Set problem
Locate "[indicate] white breast" in the listing below, then output the line holding it and every line after it, exactly and with nothing else.
——
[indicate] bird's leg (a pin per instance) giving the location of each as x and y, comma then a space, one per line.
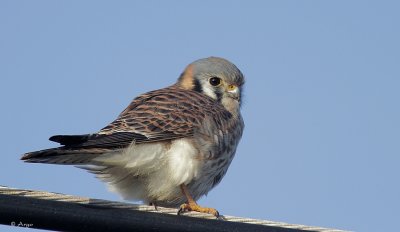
193, 206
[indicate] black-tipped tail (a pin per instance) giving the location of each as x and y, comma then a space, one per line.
61, 156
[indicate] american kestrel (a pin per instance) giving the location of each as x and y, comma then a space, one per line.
170, 146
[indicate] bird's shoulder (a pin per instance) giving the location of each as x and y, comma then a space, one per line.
167, 113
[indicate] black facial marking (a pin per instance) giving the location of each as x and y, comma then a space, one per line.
197, 86
219, 94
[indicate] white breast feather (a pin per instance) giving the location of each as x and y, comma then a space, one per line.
162, 169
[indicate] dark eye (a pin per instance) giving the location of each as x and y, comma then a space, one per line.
215, 81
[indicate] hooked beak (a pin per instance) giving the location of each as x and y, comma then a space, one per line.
233, 92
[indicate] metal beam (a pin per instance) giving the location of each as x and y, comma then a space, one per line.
67, 216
——
The reply
[indicate] white breast feather (a pin per instance) giving the location of each as x and y, comma then a space, one per line.
162, 169
[indicate] dark eye (a pin per instance) giving the location of each as x and y, comma then a space, one per line.
215, 81
[indicate] hooked beak (a pin per instance) giving the location of each as x and y, comma then a space, one per line.
233, 92
[indicate] metal beam (a pin per instance) giving the location of each as x and y, comma then a space, one per line.
67, 216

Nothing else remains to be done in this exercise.